What is asked
(A) In the Wicked Engine overview, reproduce everything from "The engine ships" down to "and UDP networking." word for word.
(B) Summarize the Wicked Engine overview in two sentences.
(C) Write the next part of the Wicked Engine overview, picking up right after its final sentence.

Provided passage
--------------------------------

WickedEngine

Wicked Engine is an open-source, cross-platform 3D graphics engine written in C++ that targets modern graphics APIs: DirectX 12 on Windows, Vulkan on Linux, and Metal on Apple platforms including iOS. It is designed to be used as a C++ static library framework for custom applications, a full-featured standalone 3D editor, or a Lua scripting environment — with no engine fees, no telemetry, and no proprietary runtime lock-in.

The engine ships with a comprehensive feature set that covers the full real-time rendering pipeline: physically based rendering (PBR), real-time ray tracing with DXR and Vulkan ray tracing extensions, Dynamic Diffuse Global Illumination (DDGI), Surfel GI, Screen Space Global Illumination (SSGI), lightmap baking via GPU path tracing, Forward+ tiled rendering, and Gaussian Splat rendering. On top of rendering, it integrates Jolt Physics for rigid body, soft body, ragdoll, vehicle, and character physics; a job system designed around CPU parallelism; 3D audio via XAudio2 and FAudio; and UDP networking.

Wicked Engine’s Entity-Component System (ECS) is the organizational spine of the runtime. Components such as transforms, meshes, materials, lights, animations, physics bodies, and humanoid rigs are registered in a ComponentLibrary at compile time and iterated in linear memory layouts for cache efficiency. The Scene structure manages all component managers and exposes a clean API for loading WISCENE, GLTF, FBX, OBJ, PLY, and VRM/VRMA models. A Lua scripting API gives access to the full engine at runtime, and the included editor runs on all desktop platforms out of the box.

--------------------------------

Record list
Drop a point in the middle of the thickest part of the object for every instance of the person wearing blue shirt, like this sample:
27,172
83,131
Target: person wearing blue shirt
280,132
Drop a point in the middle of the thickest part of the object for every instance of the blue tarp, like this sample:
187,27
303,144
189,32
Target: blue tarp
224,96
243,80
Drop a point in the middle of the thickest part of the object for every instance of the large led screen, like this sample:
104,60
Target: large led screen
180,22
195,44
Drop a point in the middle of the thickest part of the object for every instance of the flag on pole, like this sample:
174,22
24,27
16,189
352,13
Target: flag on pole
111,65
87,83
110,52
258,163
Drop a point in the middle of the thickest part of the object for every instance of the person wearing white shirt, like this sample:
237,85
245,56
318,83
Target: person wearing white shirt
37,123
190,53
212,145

--------------------------------

Per-task answers
(A)
The engine ships with a comprehensive feature set that covers the full real-time rendering pipeline: physically based rendering (PBR), real-time ray tracing with DXR and Vulkan ray tracing extensions, Dynamic Diffuse Global Illumination (DDGI), Surfel GI, Screen Space Global Illumination (SSGI), lightmap baking via GPU path tracing, Forward+ tiled rendering, and Gaussian Splat rendering. On top of rendering, it integrates Jolt Physics for rigid body, soft body, ragdoll, vehicle, and character physics; a job system designed around CPU parallelism; 3D audio via XAudio2 and FAudio; and UDP networking.

(B) Wicked Engine is an open-source, cross-platform C++ 3D graphics engine for DirectX 12, Vulkan, and Metal that can be used as a static library, a standalone editor, or a Lua scripting environment, with no fees or telemetry. Along with a broad real-time rendering feature set, it includes Jolt Physics, a job system, 3D audio, and UDP networking, all organized around an Entity-Component System whose Scene API loads many model formats.

(C)
With 57 versioned releases, active monthly commits, CI pipelines for Windows, Linux, and macOS, and console-platform support for Xbox Series X|S and PlayStation 5 via private SDKs, Wicked Engine is a mature and well-maintained choice for indie game developers, graphics researchers, and teams building custom real-time 3D tools.

What You Get

• Multi-API Renderer (DX12 / Vulkan / Metal) — The engine selects the optimal backend per platform: DirectX 12 on Windows, Vulkan on Linux, and Metal on Apple systems, exposing a unified graphics abstraction for shaders, command lists, and resource barriers.
• Real-Time Ray Tracing and Global Illumination — DXR and Vulkan ray tracing extensions enable ray-traced ambient occlusion, shadows, and reflections; DDGI, Surfel GI, SSGI, and voxel GI provide multiple global illumination approaches selectable at runtime.
• Entity-Component System (ECS) — Components (transforms, meshes, materials, lights, physics bodies, animations, humanoid rigs, Gaussian splats) are registered in a ComponentLibrary and stored in contiguous arrays for cache-efficient iteration and serialization.
• Jolt Physics Integration — Rigid body, soft body, ragdoll, vehicle, character, and constraint simulation via Jolt Physics, with GPU-accelerated force field and particle-depth-buffer collisions alongside SPH fluid simulation.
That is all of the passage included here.